━━ DOCUMENT EXTRACT ━━

- Country: United States
- Governing body: USA Netball Netball America
- National team: United States
- First played: 1890s

= Netball in the United States =

Netball in the United States dates back to the 1890s. Modern netball evolved from early forms of women's basketball played in the United States. However, despite its early origins, it never took off in the United States. During the 1970s, it was re-introduced to the United States, mainly by Australian, New Zealand, Jamaican and other Caribbean diasporas. Since 2007, netball in the United States has been organised by two rival governing bodies, USA Netball and Netball America. The United States national netball team has competed in international netball competitions such as the World Netball Championships, AFNA Championships and Netball World Cup Qualifiers.

==History==
===Early years===
Modern netball evolved from early forms of women's basketball played in the United States. In January 1892, James Naismith published his original rules of basketball. During the later 1890s, two American teachers, Senda Berenson Abbott, a gymnastics teacher at Smith College in Northampton, Massachusetts, and Clara Gregory Baer, a physical education teacher at the H. Sophie Newcomb Memorial College in New Orleans, independently adapted Naismith's rules to make them more suitable for women. By 1895, American visitors and teachers, had helped introduce "women's basketball" to England, where another physical education pioneer, Martina Bergman Österberg and her students amended the rules further and the sport eventually evolved into netball. From England, netball eventually travelled around the Commonwealth of Nations and became a popular women's sport. However, despite its early origins, it never took off in the United States.

━━━
━━ DATASET ENTRIES ━━

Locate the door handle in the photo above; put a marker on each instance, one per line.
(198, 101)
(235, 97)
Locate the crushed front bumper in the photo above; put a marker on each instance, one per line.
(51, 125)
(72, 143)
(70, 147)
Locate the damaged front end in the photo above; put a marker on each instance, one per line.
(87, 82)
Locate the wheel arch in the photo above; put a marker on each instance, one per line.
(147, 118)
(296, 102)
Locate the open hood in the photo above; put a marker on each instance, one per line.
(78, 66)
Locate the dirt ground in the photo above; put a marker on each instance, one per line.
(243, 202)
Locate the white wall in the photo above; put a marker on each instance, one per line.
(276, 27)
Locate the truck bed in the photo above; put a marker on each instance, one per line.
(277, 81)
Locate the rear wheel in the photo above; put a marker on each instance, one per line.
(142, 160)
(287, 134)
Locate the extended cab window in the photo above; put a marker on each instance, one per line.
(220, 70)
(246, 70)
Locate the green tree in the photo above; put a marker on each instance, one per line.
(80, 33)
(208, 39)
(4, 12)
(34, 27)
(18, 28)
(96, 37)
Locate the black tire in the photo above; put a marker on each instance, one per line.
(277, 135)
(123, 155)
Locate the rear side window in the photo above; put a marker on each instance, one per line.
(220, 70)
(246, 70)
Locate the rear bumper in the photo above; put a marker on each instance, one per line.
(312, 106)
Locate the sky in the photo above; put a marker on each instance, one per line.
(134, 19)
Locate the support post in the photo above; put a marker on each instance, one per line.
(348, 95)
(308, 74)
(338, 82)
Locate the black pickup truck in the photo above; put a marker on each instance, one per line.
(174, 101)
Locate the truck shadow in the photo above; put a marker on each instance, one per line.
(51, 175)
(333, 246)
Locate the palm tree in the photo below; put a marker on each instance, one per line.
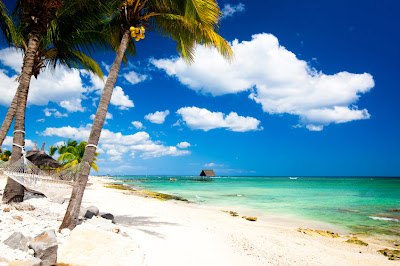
(5, 156)
(49, 32)
(52, 150)
(48, 54)
(72, 154)
(189, 22)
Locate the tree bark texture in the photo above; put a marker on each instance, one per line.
(71, 215)
(14, 192)
(8, 119)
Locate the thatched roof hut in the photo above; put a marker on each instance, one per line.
(33, 151)
(41, 159)
(207, 173)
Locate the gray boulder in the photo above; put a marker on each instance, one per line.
(17, 241)
(82, 212)
(45, 247)
(91, 211)
(108, 216)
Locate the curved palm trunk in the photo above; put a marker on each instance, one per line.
(14, 192)
(8, 119)
(71, 215)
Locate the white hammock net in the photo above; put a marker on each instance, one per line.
(52, 186)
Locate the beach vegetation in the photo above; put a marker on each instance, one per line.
(5, 156)
(188, 22)
(71, 154)
(391, 254)
(355, 240)
(48, 33)
(145, 193)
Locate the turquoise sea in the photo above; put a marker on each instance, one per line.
(358, 204)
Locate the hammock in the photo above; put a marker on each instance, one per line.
(29, 175)
(52, 186)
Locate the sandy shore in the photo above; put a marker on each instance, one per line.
(154, 232)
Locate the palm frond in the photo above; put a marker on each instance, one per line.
(6, 24)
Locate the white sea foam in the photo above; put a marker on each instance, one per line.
(384, 218)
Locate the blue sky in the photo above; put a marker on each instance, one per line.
(312, 91)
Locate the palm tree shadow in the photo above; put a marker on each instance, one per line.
(143, 221)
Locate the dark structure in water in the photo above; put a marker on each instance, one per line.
(207, 173)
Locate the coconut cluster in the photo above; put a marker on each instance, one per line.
(137, 33)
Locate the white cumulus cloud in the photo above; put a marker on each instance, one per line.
(54, 112)
(134, 78)
(201, 118)
(108, 116)
(120, 99)
(8, 141)
(229, 10)
(183, 145)
(275, 78)
(137, 124)
(157, 117)
(116, 145)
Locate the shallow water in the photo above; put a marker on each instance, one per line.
(359, 204)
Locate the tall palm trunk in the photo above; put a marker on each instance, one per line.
(14, 192)
(71, 216)
(8, 119)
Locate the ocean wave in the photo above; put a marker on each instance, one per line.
(384, 218)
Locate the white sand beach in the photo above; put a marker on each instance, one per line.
(153, 232)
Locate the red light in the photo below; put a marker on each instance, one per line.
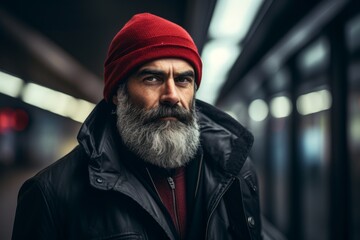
(13, 119)
(20, 120)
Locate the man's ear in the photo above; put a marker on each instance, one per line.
(115, 101)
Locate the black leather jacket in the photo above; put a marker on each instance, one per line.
(91, 193)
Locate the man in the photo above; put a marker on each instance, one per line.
(152, 162)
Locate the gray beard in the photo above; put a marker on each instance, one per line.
(167, 144)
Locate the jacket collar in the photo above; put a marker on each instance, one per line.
(222, 137)
(225, 140)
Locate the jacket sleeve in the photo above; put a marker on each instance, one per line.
(251, 200)
(33, 218)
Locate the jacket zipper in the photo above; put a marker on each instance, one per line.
(215, 205)
(172, 186)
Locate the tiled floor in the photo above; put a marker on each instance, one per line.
(10, 183)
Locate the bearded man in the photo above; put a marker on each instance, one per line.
(152, 161)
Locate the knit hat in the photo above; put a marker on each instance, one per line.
(146, 37)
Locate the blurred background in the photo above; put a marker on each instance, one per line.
(287, 70)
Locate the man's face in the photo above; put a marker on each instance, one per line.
(165, 81)
(156, 115)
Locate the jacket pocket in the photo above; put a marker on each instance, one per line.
(122, 236)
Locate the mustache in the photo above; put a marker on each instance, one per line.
(163, 111)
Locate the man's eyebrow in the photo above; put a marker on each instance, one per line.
(148, 71)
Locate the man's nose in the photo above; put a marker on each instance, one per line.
(170, 95)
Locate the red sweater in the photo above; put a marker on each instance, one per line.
(172, 191)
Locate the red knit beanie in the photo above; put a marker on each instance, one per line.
(146, 37)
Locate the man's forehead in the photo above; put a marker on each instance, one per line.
(165, 64)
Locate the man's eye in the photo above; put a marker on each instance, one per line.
(151, 79)
(184, 81)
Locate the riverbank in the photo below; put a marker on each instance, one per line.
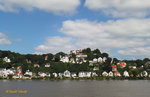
(77, 78)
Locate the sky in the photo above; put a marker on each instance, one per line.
(118, 27)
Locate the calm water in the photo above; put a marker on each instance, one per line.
(82, 88)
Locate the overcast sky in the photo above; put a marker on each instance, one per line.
(118, 27)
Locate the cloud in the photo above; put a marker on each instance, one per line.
(109, 35)
(4, 40)
(55, 44)
(120, 8)
(52, 6)
(140, 51)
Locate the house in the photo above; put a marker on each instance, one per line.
(36, 65)
(3, 73)
(28, 73)
(47, 65)
(144, 74)
(117, 74)
(64, 59)
(72, 60)
(42, 74)
(46, 57)
(132, 67)
(105, 74)
(96, 68)
(73, 75)
(7, 60)
(19, 72)
(67, 73)
(95, 60)
(80, 58)
(110, 74)
(94, 74)
(104, 59)
(84, 74)
(114, 68)
(60, 75)
(55, 74)
(100, 60)
(125, 74)
(122, 64)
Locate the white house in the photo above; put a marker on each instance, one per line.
(64, 59)
(105, 74)
(42, 74)
(3, 73)
(104, 59)
(67, 73)
(55, 74)
(94, 74)
(96, 68)
(73, 75)
(47, 65)
(110, 74)
(125, 74)
(84, 74)
(28, 73)
(100, 60)
(144, 74)
(60, 75)
(7, 60)
(117, 74)
(95, 60)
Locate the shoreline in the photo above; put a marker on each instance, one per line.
(94, 78)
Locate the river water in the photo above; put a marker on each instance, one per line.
(75, 88)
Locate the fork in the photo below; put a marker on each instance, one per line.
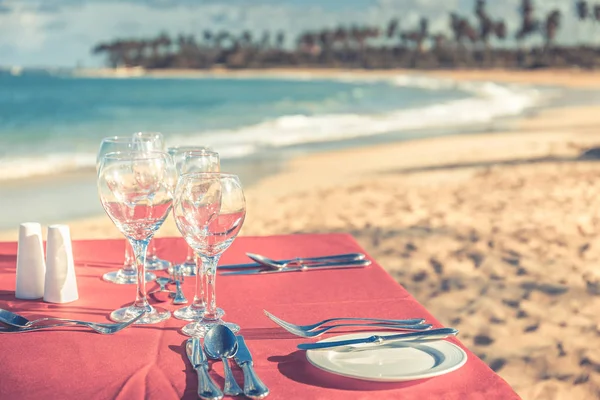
(313, 332)
(106, 329)
(178, 278)
(308, 328)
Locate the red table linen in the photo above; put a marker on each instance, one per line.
(149, 362)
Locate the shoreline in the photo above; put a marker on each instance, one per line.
(568, 78)
(543, 132)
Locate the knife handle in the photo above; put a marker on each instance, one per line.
(253, 386)
(207, 389)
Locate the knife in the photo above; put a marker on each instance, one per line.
(309, 260)
(207, 389)
(253, 386)
(433, 334)
(316, 267)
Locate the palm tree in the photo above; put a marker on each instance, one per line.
(582, 9)
(529, 24)
(280, 40)
(551, 27)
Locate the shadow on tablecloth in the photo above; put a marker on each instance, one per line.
(296, 367)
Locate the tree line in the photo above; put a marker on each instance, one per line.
(474, 43)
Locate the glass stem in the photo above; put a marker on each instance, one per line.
(199, 301)
(151, 250)
(129, 264)
(190, 256)
(209, 266)
(139, 249)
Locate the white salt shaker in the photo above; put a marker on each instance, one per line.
(31, 268)
(61, 283)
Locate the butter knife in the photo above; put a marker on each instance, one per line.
(434, 334)
(253, 386)
(316, 267)
(296, 261)
(207, 389)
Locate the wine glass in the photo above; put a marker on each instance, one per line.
(126, 275)
(153, 263)
(191, 161)
(209, 210)
(136, 191)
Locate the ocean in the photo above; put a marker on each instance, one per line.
(51, 124)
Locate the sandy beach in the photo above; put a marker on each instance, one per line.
(497, 234)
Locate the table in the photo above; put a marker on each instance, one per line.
(149, 361)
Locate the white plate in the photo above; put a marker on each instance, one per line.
(391, 362)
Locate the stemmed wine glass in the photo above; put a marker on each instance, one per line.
(153, 263)
(209, 210)
(193, 159)
(191, 162)
(136, 191)
(126, 275)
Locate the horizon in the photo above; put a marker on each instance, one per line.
(62, 33)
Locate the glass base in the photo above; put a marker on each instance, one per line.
(123, 278)
(188, 269)
(200, 328)
(190, 313)
(155, 316)
(156, 264)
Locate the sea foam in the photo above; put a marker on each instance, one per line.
(487, 102)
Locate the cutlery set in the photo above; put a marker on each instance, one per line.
(17, 323)
(221, 343)
(264, 265)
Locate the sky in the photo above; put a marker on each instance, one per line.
(61, 33)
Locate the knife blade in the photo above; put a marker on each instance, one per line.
(296, 261)
(433, 334)
(253, 386)
(317, 267)
(207, 388)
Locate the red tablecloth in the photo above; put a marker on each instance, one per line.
(149, 361)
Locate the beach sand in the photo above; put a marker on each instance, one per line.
(497, 234)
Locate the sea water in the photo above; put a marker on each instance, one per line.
(51, 124)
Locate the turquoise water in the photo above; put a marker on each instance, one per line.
(51, 125)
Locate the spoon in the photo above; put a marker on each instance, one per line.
(220, 342)
(19, 321)
(162, 282)
(273, 264)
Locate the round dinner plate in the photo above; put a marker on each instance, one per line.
(390, 362)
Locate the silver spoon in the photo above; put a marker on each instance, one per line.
(307, 262)
(22, 324)
(162, 282)
(220, 342)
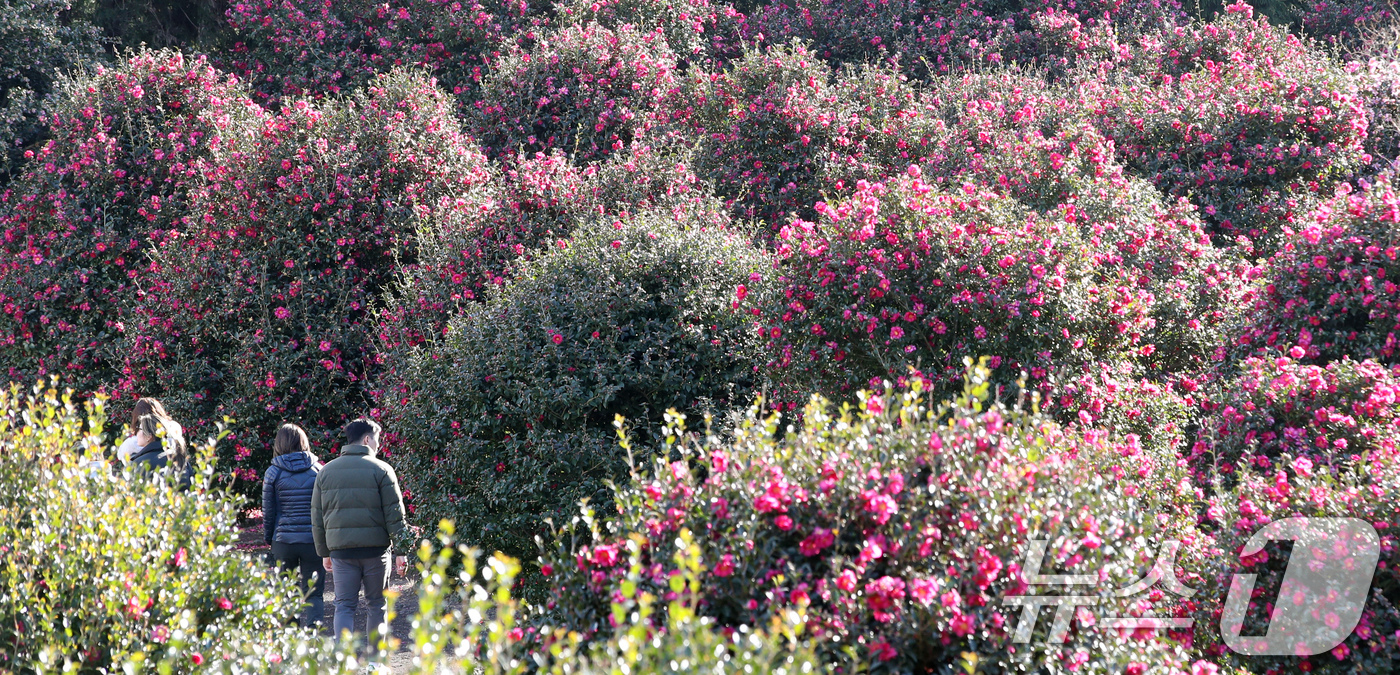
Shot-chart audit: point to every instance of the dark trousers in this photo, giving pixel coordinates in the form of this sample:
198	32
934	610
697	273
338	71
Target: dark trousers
353	574
303	558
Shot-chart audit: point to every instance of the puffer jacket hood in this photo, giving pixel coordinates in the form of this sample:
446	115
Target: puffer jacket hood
287	497
296	462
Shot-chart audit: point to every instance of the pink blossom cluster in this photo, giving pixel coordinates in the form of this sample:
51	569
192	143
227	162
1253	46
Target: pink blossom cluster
899	537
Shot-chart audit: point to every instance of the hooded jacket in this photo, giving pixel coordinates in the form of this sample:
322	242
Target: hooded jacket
287	488
151	458
356	503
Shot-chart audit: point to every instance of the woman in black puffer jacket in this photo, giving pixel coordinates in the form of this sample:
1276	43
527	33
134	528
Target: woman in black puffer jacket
160	448
287	514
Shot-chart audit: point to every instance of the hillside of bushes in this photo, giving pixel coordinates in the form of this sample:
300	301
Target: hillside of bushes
851	300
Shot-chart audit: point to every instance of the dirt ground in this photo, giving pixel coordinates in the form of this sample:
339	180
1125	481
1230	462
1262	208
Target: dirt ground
251	541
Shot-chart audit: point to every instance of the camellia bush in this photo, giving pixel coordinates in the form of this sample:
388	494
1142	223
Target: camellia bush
1277	406
1295	440
900	527
42	42
104	567
1332	289
906	275
128	147
584	90
1250	123
263	307
507	419
938	38
287	49
779	126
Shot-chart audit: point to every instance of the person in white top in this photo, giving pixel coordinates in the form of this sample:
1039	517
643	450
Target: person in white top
146	406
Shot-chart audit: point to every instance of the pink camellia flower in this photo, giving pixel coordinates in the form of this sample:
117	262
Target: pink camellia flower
725	566
874	405
816	542
882	597
882	506
923	590
846	580
962	625
605	555
882	651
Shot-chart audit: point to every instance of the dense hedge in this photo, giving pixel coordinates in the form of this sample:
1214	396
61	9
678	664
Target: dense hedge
139	565
508	418
42	39
126	153
1332	287
1249	122
898	525
263	307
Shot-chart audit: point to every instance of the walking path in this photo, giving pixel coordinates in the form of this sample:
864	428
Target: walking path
251	541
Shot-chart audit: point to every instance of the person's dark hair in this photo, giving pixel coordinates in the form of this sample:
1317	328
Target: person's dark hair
359	429
147	406
290	439
171	443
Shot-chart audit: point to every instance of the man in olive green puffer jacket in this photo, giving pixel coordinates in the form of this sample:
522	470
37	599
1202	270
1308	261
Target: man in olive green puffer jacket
356	510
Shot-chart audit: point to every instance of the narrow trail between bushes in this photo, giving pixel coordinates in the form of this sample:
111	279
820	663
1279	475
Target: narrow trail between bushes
405	607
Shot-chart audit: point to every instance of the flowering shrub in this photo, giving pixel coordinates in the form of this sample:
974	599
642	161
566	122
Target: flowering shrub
585	90
685	25
774	121
900	527
1297	485
262	308
506	420
116	177
903	275
1346	21
298	48
1277	406
41	42
1378	72
475	241
1332	289
1249	122
935	38
139	566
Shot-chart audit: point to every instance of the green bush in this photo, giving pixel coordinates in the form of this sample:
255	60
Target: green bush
262	307
507	419
126	150
41	41
101	566
899	527
1249	122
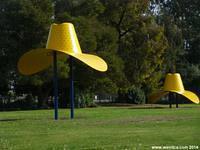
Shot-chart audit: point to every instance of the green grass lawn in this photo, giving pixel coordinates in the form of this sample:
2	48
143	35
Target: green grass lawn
100	128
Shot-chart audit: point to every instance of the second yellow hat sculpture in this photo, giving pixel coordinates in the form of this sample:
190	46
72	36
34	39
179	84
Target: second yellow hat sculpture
173	83
62	38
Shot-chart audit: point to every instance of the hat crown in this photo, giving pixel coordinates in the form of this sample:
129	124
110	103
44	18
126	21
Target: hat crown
173	82
62	37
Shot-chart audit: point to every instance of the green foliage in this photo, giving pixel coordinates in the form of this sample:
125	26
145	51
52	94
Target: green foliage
85	99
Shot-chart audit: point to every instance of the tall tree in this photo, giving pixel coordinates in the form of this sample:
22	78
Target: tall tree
141	42
24	26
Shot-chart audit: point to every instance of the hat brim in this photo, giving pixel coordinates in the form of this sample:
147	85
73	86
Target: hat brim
191	96
39	59
188	94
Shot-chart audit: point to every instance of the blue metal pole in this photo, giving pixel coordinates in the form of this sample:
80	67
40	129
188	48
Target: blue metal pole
71	88
55	82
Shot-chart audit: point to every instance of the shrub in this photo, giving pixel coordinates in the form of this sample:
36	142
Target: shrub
136	95
85	99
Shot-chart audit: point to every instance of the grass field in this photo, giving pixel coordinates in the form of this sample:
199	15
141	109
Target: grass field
101	128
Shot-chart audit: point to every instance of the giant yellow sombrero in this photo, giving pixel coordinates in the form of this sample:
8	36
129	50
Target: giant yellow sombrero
173	83
62	38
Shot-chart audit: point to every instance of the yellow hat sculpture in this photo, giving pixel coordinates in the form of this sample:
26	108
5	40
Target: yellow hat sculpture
173	83
62	39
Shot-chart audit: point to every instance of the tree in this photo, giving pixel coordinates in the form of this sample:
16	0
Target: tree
24	26
141	42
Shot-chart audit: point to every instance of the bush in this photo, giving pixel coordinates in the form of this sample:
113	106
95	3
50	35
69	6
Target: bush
132	95
85	99
136	95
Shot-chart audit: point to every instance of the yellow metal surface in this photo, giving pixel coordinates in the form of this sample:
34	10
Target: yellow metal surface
173	83
191	96
62	38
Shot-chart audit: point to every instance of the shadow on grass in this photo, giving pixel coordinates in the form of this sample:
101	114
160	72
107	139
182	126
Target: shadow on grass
9	120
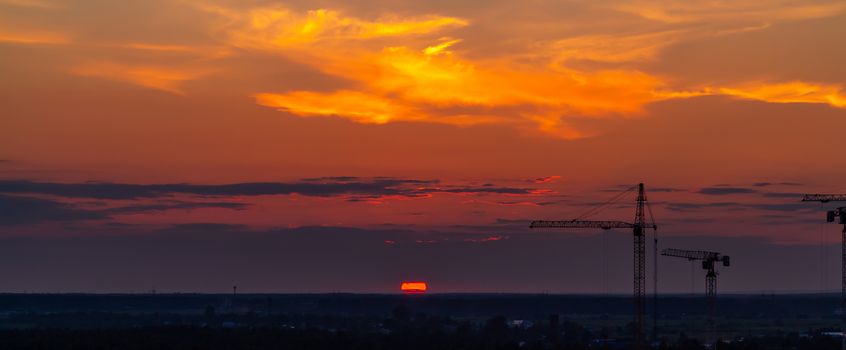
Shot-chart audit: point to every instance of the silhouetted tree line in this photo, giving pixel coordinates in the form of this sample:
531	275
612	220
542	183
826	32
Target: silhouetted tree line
402	329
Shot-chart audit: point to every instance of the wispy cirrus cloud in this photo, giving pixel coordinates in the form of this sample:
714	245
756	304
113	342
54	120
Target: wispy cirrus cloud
325	187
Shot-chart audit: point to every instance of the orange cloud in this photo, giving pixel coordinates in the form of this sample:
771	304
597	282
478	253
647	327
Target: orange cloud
167	79
681	11
403	69
34	38
790	92
279	27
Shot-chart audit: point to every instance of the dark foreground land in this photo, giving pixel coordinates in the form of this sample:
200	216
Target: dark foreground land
440	321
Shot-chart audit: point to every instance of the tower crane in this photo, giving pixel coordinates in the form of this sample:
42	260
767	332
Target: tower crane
831	215
638	227
709	263
709	260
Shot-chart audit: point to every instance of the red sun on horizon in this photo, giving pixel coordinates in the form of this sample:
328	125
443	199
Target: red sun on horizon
413	287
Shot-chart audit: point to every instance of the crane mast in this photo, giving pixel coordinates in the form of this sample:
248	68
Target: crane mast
830	217
639	252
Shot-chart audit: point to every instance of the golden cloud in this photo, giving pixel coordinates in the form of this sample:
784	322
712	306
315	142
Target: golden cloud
790	92
403	69
681	11
38	38
167	79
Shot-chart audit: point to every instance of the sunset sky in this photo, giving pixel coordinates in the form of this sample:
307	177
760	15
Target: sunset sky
315	146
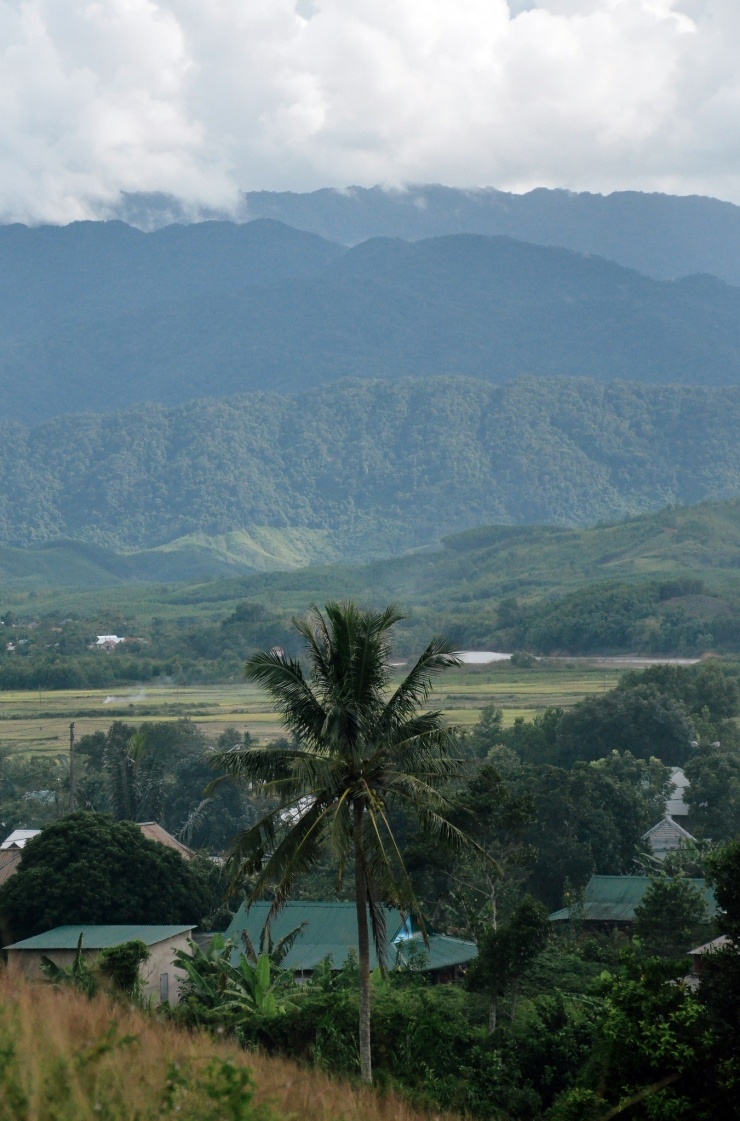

━━━

DIRECTIVE 1 –
Answer these questions using the netball in the United States text:
(a) Since which year have two rival governing bodies organized netball in the United States?
(b) At which college did Clara Gregory Baer teach physical education?
(c) By what year had American visitors and teachers helped bring "women's basketball" to England?
DIRECTIVE 2 – Carry the netball in the United States text forward from its final sentence.

RESPONSE 1 –
(a) 2007
(b) The H. Sophie Newcomb Memorial College in New Orleans
(c) 1895

RESPONSE 2 –
===Reintroduction===
Netball was re-introduced to the United States in the 1970s, starting primarily in the New York City area. It was mainly played by the Australian, New Zealand, Jamaican and other Caribbean diasporas.

==Governing bodies==
Since 2007, there have been two rival governing bodies for netball in the United States, USA Netball and Netball America. The two rivals organise separate competitions and national teams.

===USA Netball===
USA Netball is the official governing body for netball in the United States. It was founded in 1992 as the United States of America Netball Association. It is affiliated to World Netball and Americas Netball. It is responsible for organising and administering the United States national netball team.

===Netball America===
In 2006 and 2007, USA Netball experienced an exodus of administrators due to allegations and reports of corruption and unethical behaviour. These issues were reported to World Netball. However, according to an Australian Broadcasting Corporation report, they were never acted upon. The majority of USA Netball's affiliated members, clubs and associations subsequently left the organisation and formed a new governing body, Netball America.

==National teams==
===Flying Eagles===
The United States national netball team, also known as the Flying Eagles, represents USA Netball in international netball competitions. They featured at the 1995, 1999 and 2003 World Netball Championships. Since then, the United States have competed in AFNA Championships and Netball World Cup Qualifiers.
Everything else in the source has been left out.